DIRECTION => Count the lines in the material below that contain the string "napkin", matching case exactly, and give only that number.

RECORDS FOR THIS EXERCISE =>
%%

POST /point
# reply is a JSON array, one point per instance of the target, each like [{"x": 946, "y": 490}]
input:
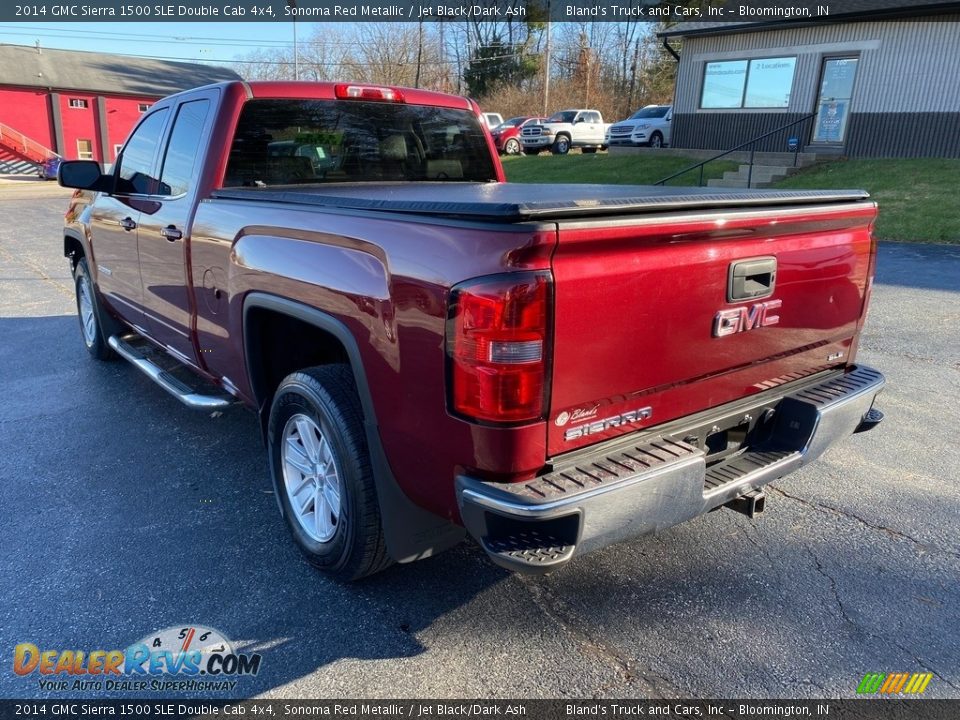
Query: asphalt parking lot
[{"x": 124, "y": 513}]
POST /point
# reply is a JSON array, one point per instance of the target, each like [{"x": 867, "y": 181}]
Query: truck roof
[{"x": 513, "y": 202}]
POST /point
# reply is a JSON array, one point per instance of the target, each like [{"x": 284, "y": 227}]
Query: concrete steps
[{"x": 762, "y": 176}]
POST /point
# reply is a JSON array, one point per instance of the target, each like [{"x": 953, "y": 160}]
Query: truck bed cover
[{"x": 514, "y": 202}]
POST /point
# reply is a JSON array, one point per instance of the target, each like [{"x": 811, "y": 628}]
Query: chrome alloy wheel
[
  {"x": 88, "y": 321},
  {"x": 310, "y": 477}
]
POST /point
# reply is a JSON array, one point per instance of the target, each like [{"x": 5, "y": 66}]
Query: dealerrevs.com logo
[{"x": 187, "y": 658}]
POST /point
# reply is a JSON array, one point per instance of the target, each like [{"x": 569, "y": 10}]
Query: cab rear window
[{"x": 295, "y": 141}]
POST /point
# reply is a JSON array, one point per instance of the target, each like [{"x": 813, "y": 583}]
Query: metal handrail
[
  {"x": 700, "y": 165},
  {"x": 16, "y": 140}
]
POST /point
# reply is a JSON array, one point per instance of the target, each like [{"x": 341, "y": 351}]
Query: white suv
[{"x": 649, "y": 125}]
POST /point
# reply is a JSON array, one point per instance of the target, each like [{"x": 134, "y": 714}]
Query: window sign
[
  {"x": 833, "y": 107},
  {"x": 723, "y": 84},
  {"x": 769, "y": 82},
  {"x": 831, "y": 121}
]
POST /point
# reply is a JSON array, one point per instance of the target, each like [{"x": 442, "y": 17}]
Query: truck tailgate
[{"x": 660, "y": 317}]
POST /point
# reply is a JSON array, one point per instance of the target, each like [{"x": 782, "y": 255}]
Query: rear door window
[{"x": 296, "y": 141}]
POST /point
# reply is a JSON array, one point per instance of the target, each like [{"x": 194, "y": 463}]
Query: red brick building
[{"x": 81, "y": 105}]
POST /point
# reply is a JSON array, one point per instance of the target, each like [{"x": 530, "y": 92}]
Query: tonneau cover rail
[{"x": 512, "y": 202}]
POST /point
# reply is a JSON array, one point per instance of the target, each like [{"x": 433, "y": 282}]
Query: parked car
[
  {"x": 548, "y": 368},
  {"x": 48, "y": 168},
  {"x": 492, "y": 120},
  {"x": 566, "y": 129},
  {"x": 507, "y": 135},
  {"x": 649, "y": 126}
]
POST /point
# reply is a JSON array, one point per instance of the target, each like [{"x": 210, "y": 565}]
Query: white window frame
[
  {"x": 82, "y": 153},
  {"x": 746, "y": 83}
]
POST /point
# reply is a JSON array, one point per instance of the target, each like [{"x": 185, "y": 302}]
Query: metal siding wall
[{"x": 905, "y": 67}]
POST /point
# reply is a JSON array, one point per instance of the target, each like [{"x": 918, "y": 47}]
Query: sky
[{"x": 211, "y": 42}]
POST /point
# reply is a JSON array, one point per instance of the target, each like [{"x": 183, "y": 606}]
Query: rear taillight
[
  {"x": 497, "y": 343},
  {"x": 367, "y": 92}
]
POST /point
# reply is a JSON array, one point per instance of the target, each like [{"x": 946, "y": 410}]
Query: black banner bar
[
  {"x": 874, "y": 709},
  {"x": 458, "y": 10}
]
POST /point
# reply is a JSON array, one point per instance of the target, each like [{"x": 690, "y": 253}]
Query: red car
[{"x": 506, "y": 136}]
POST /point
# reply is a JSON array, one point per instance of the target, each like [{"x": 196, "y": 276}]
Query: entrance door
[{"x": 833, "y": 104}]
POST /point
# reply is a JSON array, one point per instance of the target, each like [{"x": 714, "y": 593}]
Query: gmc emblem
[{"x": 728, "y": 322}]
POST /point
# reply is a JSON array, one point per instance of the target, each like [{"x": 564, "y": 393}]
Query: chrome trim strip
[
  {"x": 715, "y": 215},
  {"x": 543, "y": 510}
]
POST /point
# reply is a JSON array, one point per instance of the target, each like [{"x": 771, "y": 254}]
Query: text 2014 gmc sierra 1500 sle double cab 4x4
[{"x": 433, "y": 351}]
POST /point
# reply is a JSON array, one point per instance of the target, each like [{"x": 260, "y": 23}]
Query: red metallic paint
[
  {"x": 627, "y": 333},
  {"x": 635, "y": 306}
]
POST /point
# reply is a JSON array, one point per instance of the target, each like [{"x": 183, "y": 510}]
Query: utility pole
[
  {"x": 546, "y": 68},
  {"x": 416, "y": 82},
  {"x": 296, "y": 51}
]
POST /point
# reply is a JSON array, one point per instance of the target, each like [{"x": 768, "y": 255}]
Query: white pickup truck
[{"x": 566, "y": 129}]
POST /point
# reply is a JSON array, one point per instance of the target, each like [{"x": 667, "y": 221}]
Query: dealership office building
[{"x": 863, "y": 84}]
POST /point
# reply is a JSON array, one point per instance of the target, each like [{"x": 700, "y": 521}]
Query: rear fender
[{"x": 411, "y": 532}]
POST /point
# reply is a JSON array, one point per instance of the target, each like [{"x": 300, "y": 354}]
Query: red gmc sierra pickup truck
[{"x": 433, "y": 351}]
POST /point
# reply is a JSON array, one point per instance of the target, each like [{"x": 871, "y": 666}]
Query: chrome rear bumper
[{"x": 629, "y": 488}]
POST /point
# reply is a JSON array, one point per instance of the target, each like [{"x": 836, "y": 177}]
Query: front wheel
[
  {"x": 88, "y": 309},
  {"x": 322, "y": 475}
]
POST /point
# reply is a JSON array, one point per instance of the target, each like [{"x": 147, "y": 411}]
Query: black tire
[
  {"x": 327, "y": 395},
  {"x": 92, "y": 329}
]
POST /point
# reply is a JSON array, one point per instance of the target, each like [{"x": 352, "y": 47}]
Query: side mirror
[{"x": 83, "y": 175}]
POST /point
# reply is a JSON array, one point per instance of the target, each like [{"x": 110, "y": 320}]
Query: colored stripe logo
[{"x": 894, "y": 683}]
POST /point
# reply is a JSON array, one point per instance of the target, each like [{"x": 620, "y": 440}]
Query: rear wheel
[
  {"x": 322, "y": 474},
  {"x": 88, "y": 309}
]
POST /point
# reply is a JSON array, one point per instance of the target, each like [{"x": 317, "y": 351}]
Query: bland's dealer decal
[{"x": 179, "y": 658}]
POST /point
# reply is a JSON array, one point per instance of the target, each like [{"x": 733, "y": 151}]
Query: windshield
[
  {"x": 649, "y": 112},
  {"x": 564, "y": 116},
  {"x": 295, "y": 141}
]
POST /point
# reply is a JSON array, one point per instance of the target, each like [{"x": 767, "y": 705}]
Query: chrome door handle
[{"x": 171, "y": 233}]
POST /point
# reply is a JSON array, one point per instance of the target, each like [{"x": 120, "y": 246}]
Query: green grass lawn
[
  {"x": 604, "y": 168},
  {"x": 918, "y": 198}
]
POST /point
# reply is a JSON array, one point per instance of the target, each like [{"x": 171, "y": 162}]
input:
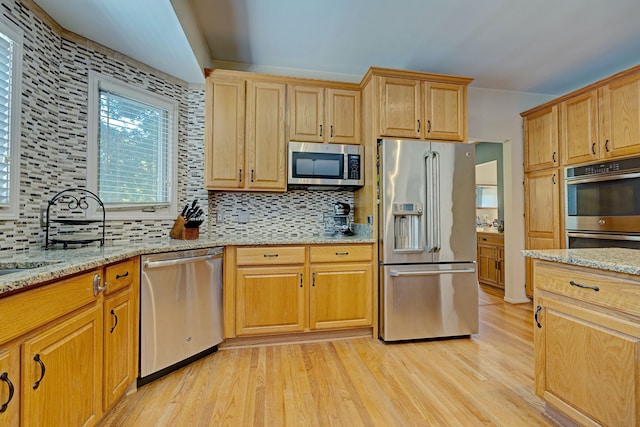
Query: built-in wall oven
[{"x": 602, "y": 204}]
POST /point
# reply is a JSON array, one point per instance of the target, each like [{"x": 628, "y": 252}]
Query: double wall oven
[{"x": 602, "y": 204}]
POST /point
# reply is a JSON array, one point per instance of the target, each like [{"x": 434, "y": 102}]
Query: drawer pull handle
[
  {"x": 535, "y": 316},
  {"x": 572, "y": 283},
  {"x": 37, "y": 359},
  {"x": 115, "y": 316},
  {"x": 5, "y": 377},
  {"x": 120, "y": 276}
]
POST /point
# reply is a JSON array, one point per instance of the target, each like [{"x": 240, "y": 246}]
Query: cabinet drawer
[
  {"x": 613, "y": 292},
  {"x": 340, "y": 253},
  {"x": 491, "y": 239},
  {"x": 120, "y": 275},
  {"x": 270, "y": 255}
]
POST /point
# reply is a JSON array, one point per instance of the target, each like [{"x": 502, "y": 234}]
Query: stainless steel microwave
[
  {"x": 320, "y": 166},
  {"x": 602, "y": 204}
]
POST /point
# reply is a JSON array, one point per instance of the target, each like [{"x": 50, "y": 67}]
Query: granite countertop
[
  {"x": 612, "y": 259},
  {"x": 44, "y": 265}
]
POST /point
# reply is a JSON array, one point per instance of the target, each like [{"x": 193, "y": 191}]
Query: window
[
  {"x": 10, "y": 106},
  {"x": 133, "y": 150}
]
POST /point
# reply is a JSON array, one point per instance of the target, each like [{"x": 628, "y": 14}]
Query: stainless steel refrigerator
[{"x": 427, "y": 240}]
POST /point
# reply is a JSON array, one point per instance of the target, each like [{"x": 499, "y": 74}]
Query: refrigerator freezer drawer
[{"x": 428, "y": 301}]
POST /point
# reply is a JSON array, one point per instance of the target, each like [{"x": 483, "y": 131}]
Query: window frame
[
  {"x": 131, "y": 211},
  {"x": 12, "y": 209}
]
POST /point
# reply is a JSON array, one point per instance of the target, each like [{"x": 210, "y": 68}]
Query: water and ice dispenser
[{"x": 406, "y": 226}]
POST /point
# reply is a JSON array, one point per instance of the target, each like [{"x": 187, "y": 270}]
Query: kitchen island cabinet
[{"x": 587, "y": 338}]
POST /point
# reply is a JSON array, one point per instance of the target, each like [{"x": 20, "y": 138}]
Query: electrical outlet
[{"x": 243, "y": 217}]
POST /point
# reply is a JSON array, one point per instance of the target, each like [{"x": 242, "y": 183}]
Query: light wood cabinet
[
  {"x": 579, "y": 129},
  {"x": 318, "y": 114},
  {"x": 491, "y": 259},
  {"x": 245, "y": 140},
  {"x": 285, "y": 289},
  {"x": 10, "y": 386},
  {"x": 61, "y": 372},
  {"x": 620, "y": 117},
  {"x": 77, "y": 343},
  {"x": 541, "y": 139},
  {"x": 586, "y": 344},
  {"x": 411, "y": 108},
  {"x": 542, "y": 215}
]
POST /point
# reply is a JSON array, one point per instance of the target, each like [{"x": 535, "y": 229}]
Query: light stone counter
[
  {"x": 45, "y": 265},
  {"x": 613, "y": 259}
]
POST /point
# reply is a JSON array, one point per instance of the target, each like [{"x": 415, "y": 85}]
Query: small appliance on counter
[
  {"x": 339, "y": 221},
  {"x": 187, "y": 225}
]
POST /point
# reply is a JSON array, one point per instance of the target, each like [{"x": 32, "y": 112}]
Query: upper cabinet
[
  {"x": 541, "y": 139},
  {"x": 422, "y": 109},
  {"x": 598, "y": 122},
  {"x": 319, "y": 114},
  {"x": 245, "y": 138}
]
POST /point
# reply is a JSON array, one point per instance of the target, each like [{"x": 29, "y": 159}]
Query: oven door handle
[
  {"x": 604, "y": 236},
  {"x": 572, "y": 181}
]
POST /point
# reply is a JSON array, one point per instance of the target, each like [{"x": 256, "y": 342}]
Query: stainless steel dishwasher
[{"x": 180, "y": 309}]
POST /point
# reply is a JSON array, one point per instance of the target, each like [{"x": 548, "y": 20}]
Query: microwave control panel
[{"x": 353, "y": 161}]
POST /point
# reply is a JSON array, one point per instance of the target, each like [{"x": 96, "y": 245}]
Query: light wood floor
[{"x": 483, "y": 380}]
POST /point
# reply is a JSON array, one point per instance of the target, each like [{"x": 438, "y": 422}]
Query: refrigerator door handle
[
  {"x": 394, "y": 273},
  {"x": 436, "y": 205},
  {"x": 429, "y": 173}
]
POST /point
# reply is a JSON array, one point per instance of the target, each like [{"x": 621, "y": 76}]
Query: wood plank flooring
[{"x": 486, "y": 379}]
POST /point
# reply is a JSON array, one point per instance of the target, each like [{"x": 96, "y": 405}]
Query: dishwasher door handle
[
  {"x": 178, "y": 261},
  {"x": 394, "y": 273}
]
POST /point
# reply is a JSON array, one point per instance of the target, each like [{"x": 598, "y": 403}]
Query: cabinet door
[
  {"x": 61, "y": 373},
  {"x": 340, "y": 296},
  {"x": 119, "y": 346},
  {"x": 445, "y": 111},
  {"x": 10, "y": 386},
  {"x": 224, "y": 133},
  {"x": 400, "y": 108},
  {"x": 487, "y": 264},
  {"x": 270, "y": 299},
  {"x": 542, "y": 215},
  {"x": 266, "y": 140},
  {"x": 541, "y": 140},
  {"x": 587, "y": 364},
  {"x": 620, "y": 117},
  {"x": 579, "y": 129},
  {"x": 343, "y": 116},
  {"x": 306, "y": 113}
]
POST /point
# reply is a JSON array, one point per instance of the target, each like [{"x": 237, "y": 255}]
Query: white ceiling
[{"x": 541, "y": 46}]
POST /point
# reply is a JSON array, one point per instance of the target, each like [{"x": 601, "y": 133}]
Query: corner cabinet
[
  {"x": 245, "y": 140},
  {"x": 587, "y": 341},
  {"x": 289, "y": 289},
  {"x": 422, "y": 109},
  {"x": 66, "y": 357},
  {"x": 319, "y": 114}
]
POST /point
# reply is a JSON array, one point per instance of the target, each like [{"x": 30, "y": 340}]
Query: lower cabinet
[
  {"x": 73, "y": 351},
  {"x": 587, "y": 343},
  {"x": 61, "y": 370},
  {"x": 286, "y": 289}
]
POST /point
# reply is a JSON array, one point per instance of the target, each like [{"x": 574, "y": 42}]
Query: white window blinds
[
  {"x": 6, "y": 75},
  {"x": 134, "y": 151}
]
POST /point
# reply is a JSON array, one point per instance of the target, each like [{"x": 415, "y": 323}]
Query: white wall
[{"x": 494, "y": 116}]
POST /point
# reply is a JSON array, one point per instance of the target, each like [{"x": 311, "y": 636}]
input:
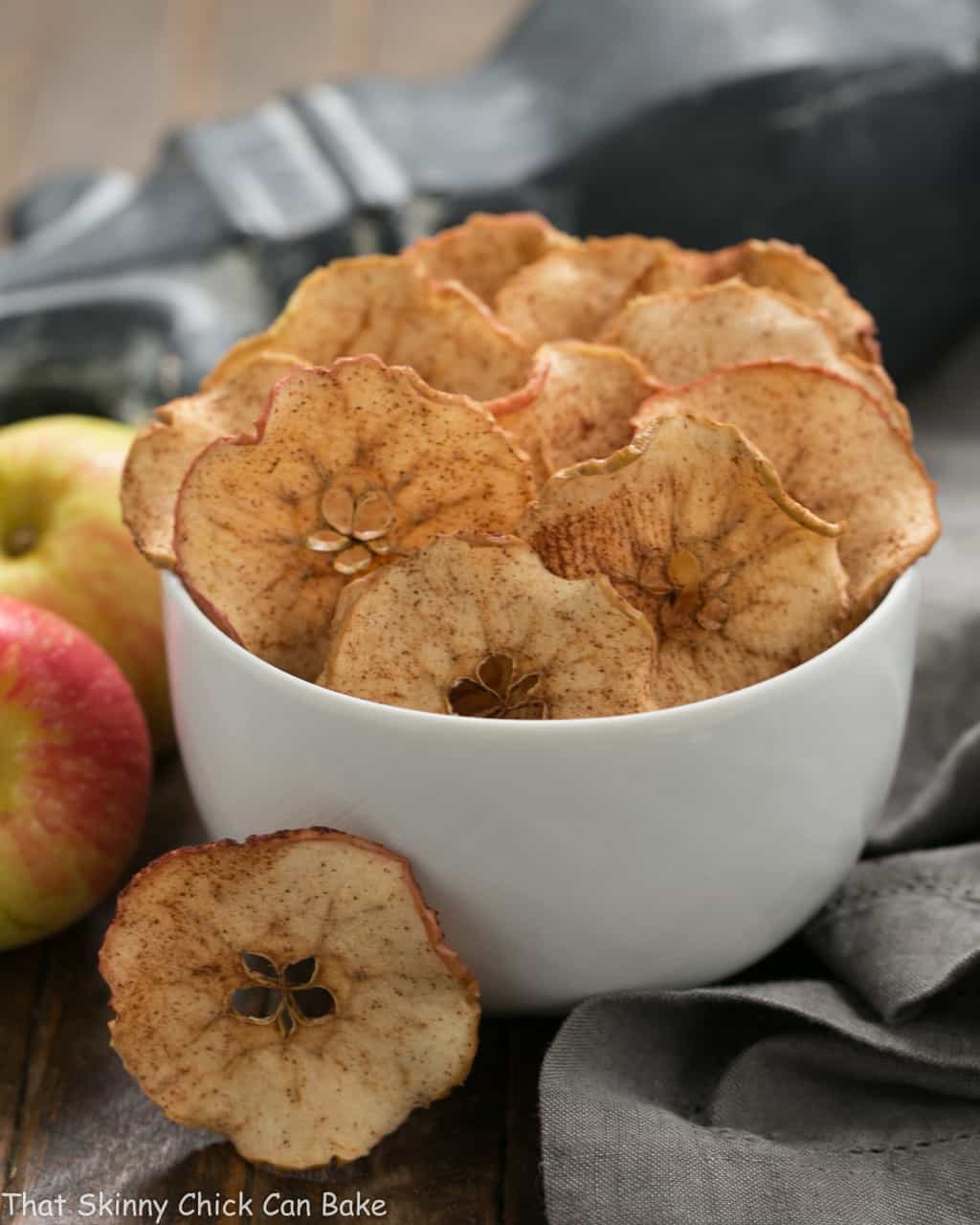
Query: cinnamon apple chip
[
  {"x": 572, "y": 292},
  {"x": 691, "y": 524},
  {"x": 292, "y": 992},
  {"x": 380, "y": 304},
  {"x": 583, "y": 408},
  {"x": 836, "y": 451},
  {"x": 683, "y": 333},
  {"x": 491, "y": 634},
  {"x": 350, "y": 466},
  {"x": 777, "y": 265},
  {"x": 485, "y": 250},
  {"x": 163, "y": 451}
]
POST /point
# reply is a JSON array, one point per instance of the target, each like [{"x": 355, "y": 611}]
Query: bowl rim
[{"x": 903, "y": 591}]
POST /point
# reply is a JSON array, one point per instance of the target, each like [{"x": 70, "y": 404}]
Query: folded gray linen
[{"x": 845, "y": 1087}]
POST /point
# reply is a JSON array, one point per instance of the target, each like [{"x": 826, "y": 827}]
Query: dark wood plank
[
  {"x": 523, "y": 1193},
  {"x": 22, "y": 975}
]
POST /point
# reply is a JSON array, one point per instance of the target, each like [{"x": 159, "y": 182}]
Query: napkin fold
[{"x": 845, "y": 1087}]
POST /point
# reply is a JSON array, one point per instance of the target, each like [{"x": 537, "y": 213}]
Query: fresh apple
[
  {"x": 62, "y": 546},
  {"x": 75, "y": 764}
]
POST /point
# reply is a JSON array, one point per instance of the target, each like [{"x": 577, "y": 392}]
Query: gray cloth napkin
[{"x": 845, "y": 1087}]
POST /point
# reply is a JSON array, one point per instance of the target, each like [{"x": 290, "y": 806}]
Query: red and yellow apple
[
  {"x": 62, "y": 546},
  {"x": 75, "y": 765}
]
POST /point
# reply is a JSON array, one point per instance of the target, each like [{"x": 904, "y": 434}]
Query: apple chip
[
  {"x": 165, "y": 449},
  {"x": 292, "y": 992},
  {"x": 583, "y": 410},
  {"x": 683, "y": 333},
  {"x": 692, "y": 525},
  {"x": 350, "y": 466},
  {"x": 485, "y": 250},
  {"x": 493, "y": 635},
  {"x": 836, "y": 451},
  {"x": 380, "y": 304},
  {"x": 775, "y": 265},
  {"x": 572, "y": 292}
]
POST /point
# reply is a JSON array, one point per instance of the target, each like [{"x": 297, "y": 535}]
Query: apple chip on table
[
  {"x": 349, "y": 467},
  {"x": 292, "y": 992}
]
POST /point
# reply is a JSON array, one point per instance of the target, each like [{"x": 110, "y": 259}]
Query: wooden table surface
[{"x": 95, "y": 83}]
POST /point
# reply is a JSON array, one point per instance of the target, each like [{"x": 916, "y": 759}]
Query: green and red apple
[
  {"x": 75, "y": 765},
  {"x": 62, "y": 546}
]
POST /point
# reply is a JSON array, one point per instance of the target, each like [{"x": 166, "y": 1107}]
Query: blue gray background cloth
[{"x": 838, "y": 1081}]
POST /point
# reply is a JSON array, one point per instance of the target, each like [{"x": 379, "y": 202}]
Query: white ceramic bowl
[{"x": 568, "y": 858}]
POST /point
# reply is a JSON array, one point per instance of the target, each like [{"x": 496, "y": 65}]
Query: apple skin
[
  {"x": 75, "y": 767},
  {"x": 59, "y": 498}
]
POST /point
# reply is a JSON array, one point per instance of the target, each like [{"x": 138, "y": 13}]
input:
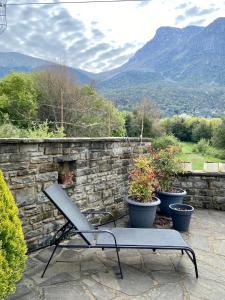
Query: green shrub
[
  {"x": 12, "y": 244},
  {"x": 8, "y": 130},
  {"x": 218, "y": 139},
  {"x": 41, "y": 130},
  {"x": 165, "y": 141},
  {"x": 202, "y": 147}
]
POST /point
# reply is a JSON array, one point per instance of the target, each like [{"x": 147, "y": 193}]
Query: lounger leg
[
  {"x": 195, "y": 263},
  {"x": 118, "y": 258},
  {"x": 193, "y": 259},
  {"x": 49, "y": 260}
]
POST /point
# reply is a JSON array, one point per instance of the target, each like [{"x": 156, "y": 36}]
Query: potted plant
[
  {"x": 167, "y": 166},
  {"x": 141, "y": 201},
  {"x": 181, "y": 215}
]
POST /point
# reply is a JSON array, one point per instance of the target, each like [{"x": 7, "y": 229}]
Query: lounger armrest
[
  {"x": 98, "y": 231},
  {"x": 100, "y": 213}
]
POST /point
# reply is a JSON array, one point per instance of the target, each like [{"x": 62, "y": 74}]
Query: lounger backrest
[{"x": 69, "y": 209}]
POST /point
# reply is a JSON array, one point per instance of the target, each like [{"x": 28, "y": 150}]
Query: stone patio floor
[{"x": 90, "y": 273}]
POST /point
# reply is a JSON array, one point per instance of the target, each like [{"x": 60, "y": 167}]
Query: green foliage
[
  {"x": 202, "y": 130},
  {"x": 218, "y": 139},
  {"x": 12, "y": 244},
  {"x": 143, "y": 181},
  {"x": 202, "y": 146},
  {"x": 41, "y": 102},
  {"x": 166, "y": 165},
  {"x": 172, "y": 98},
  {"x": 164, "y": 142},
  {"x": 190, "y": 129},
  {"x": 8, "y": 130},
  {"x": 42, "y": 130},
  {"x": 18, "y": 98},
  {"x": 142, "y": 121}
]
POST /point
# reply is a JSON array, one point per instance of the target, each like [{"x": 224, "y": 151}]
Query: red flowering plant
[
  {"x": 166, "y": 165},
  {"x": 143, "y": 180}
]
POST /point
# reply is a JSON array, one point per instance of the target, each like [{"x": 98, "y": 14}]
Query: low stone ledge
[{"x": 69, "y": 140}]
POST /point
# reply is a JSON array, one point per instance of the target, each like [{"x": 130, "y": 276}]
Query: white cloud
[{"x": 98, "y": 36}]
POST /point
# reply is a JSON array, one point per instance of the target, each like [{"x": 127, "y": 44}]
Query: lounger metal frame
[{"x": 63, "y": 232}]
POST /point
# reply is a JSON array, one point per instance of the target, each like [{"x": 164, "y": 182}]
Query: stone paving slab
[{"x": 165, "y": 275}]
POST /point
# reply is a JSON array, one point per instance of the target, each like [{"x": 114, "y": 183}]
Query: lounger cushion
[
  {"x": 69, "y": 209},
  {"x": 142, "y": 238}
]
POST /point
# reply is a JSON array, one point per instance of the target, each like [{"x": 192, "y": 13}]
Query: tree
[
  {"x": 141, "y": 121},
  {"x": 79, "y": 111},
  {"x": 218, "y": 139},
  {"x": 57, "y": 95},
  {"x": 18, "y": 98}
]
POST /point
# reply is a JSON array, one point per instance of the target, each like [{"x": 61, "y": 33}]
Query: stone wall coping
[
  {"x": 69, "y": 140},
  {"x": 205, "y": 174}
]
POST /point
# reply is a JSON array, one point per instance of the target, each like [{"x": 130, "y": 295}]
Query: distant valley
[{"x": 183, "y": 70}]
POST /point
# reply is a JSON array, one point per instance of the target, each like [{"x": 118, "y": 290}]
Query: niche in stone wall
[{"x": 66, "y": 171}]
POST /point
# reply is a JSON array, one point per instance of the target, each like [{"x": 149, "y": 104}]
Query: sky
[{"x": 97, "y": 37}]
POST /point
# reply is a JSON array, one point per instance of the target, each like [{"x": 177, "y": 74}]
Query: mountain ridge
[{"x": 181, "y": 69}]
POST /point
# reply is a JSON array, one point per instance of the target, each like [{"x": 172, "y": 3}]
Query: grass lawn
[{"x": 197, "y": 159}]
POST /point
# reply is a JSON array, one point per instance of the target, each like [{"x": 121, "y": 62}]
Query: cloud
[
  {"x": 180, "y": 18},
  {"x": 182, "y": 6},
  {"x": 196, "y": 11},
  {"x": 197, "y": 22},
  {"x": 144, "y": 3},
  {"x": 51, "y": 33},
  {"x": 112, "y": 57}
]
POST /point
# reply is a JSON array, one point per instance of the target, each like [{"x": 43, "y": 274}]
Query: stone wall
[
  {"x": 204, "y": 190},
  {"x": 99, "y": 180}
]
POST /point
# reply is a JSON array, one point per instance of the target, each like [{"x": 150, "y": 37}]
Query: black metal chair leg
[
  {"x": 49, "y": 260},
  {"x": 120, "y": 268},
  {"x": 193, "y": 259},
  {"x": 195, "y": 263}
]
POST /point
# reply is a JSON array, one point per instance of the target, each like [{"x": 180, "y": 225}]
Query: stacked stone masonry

%%

OUTPUT OF THE TASK => 2